Dataset items about object locations:

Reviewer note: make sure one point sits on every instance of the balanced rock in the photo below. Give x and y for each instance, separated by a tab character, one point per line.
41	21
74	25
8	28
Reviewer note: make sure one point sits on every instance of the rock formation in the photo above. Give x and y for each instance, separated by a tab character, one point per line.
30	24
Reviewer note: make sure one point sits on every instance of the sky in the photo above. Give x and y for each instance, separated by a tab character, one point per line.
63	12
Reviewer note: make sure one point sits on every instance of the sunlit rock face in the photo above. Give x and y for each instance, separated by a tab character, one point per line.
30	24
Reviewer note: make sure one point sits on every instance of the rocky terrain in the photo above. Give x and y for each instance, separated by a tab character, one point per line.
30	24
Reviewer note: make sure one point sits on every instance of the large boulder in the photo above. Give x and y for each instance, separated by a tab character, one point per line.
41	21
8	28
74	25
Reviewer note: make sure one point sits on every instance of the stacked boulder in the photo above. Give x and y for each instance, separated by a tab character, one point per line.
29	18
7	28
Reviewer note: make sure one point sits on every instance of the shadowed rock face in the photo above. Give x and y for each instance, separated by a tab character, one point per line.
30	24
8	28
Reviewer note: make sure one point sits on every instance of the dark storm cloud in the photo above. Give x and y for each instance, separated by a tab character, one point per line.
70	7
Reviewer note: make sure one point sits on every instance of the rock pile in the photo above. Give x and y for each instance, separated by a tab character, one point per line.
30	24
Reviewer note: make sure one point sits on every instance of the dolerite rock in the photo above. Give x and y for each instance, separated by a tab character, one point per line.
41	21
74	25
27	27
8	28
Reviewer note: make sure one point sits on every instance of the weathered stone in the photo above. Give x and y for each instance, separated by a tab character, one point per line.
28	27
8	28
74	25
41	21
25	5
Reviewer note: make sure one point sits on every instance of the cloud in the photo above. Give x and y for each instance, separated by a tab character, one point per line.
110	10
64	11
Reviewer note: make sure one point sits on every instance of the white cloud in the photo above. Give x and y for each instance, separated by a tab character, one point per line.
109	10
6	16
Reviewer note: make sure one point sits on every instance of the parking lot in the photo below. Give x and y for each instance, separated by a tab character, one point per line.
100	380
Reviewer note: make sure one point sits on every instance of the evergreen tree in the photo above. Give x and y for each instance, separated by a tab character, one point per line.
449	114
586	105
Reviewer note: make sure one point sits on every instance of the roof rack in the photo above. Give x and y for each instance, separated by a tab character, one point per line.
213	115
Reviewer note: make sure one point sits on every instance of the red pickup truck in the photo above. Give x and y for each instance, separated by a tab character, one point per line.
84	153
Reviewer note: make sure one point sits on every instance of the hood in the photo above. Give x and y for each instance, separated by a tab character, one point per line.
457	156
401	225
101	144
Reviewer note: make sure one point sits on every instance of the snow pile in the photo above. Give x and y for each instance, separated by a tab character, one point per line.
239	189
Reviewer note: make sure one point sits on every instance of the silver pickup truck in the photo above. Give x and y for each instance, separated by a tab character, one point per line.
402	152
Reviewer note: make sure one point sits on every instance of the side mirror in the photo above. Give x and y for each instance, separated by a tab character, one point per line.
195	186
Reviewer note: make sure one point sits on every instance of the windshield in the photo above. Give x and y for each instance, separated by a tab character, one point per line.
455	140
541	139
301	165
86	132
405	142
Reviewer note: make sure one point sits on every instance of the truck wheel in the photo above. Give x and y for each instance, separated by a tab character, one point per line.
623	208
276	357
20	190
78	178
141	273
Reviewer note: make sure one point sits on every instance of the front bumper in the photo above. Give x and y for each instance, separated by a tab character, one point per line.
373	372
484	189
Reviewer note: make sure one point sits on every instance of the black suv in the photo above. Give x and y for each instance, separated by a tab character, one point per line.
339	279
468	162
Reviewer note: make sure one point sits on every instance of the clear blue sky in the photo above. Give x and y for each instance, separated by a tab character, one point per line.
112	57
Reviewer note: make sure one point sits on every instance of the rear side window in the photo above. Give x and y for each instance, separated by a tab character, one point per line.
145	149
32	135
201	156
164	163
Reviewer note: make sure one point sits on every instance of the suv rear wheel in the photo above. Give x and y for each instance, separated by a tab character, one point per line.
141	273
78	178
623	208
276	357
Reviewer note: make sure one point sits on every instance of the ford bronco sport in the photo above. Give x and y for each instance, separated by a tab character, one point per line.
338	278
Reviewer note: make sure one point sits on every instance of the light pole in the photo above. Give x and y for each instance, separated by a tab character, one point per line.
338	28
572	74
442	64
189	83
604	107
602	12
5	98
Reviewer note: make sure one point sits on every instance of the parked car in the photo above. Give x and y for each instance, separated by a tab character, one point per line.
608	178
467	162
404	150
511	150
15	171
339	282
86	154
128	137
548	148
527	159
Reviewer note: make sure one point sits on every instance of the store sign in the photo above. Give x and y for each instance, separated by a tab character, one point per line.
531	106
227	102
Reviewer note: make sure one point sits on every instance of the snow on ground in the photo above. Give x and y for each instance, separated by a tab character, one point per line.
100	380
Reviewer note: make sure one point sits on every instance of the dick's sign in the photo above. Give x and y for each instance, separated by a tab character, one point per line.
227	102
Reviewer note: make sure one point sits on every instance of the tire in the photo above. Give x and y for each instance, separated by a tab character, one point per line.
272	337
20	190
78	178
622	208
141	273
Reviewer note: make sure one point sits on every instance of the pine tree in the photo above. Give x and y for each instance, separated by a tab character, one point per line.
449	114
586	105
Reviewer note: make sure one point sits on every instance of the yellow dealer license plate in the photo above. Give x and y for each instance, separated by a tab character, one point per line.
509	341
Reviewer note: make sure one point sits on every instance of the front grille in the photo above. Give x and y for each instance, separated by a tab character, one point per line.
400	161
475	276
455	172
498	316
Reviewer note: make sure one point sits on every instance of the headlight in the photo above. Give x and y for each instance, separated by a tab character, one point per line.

### Directions for this task
Give every line of the items above as a numbered list, omitting blank lines.

### Response to the task
1. Reviewer note: make sure one point sits on every instance of the balanced rock in the photo below. Give x and y for each instance, separated by a tab character, one point per line.
2. 41	21
3. 74	25
4. 8	28
5. Reviewer note: make sure one point sits on every instance of the rock formation in the photo above. Give x and y for each instance, separated by a tab character, one point per line.
6. 30	24
7. Reviewer note: make sure one point sits on every instance of the sky in the photo above. Give x and y for each instance, separated by a tab character, one point per line.
8. 63	12
9. Reviewer note: make sure one point sits on every instance of the sunlit rock face in the photo above. Give x and y for each instance, separated by a tab character, one point per line.
10. 30	24
11. Reviewer note: make sure one point sits on every instance of the rocky terrain in the photo above. Give x and y for each instance, separated by a tab character, one point per line.
12. 30	24
13. Reviewer note: make sure one point sits on every instance of the large boulder in the photo above. Give x and y for each instance, separated by a tab character, one point per line.
14. 41	21
15. 8	28
16. 74	25
17. Reviewer note: make sure one point sits on every instance of the stacked boulder in the photo above. Give x and y for each instance, separated by a tab character, one point per line.
18. 29	18
19. 7	28
20. Reviewer note: make sure one point sits on every instance of the shadowed rock face in the photo above. Give x and y for each instance, separated by a tab character, one point per line.
21. 30	24
22. 8	28
23. Reviewer note: make sure one point sits on every instance of the dark storm cloud in the photo above. Give x and y for each instance, separated by a tab character, one point per line.
24. 70	7
25. Reviewer note: make sure one point sits on every instance of the rock pile in the photo above. Give x and y for each instance, separated by a tab character, one point per line.
26. 30	24
27. Reviewer note: make sure one point sits on every instance of the dolerite rock in the photo above. Give x and y for each instance, separated by a tab character, one point per line.
28. 41	21
29. 74	25
30. 27	27
31. 8	28
32. Reviewer note: make sure one point sits on every instance of the weathered stone in the photo above. Give x and y for each instance, separated by a tab character, one point per line.
33. 28	27
34. 8	28
35. 74	25
36. 41	21
37. 25	5
38. Reviewer note: make sure one point sits on every instance of the cloud in the photo above. Give x and y for each instance, separated by a tab character, one point per line.
39. 110	10
40. 64	11
41. Reviewer note: make sure one point sits on every instance of the white cloud in the photo above. Give x and y for each instance, separated by a tab character, one point per line.
42. 109	10
43. 6	16
44. Reviewer note: make sure one point sits on every instance of the parking lot in the photo below. Give x and y for each instance, separated by a tab character, one point per line.
45. 100	380
46. Reviewer note: make sure one point sits on every instance of the evergreen tree in the photo above. Give x and y for each instance, separated by a tab character, one point per line.
47. 449	114
48. 586	105
49. Reviewer note: make sure one point sits on every instance of the roof rack in the photo above. Give x and y for each instance, separated by a tab character, one point per line.
50. 213	115
51. Reviewer note: make sure one point sits on every instance of the red pickup truck in the photo above. Give x and y for each instance, separated by a tab character, one point per line.
52. 84	153
53. Reviewer note: make sure one point sits on every instance of the hood in the photo above. Give x and y for each instance, separated by a tab character, one point per line.
54. 457	156
55. 401	225
56. 101	144
57. Reviewer note: make sure one point sits on every instance of the snow pile in the photo above. Give x and y for each instance, separated by a tab character, one point per line.
58. 239	189
59. Reviewer note: make sure one point sits on every instance of the silver pickup truck in the photo above. Give x and y for each instance, separated by a tab character, one point per line.
60. 402	152
61. Reviewer note: make sure one point sits on every instance of the side mirror in the photo above. Give x and y for each instance, separated by a tab character, one point per line.
62. 195	186
63. Reviewer note: make sure one point sits on every instance of the windshield in the photo above. Give x and y for each instance, separated by a tab character, one point per line.
64. 455	140
65. 541	139
66. 301	165
67. 86	132
68. 405	142
69. Reviewer note: make sure one point sits on every instance of the truck wheel in the photo above. Give x and y for each instance, separated by a tab character, one point per line.
70. 623	208
71. 276	357
72. 20	190
73. 78	178
74. 141	273
75. Reviewer note: make sure one point sits on every instance of the front bumper in the photo above. Give x and y for each instance, separated by a tab character, one point per line.
76. 373	372
77. 484	189
78. Reviewer note: make sure one point sits on every instance of the black suv in the photo above. Give x and y for each instance, separated by a tab character, one point per line.
79. 339	279
80. 468	162
81. Reviewer note: make sure one point sits on every instance of the clear blue sky in the photo above. Give x and y for each instance, separated by a tab character, one point per line.
82. 112	57
83. Reviewer note: make sure one point sits on every instance of the rear side window in the photo above. Give x and y for each instance, separated by a tab character, one point per line.
84. 145	149
85. 32	135
86. 201	156
87. 164	163
88. Reviewer note: make sure one point sits on every instance of the suv rear wheel in the photo above. Give x and y for each instance, separated by a tab character, one point per line.
89. 141	273
90. 78	178
91. 623	208
92. 276	357
93. Reviewer note: make sure one point sits on every instance of the ford bronco sport in the photo above. Give x and y for each instance, separated by a tab character, one point per line.
94. 338	278
95. Reviewer note: make sure one point sits on every instance of the light pole in the photo above. Give x and y for each instance, separated by a tab character, one point per line.
96. 338	28
97. 572	74
98. 442	64
99. 189	83
100. 604	107
101. 602	12
102. 5	98
103. Reviewer note: make sure one point sits on every instance of the parked car in the photo above. Give x and y for each instance, separated by a tab character, one point per line.
104. 608	178
105. 467	162
106. 404	150
107. 511	150
108. 15	171
109. 339	282
110. 86	154
111. 128	137
112. 548	148
113. 527	159
114. Reviewer note: make sure one point sits on every instance of the store sign in the photo above. Give x and y for each instance, separated by a tab character, one point per line.
115. 531	106
116. 227	102
117. Reviewer note: make sure one point sits on every instance of the snow on ground in the photo above. Give x and y for each instance, separated by a tab character, one point per line.
118. 100	380
119. Reviewer note: make sure one point sits on every instance of the dick's sign in the photo above. Give x and y for each instance, separated by a tab character, one point per line.
120. 227	102
121. Reviewer note: make sure one point sits on every instance of the tire in the photo above. Give x and y for each instance, separated by a tab character, one point per line.
122. 272	337
123. 20	190
124. 78	178
125. 622	208
126. 141	273
127. Reviewer note: make sure one point sits on every instance of the pine tree in the photo above. Give x and y for each instance, separated by a tab character, one point per line.
128. 449	114
129. 586	105
130. Reviewer note: make sure one point sits on every instance of the yellow dealer license plate in the photo above. Give x and y for each instance, separated by a tab character, one point per line.
131. 509	341
132. Reviewer note: make sure one point sits on every instance of the front grille in the photo above. Give x and y for each instance, separated by a tab character, one point per line.
133. 400	161
134. 475	276
135. 455	172
136. 498	316
137. Reviewer note: make sure one point sits on every instance of the headlight in the photo above. Give x and y for each instance, separated by a tab character, one point per line.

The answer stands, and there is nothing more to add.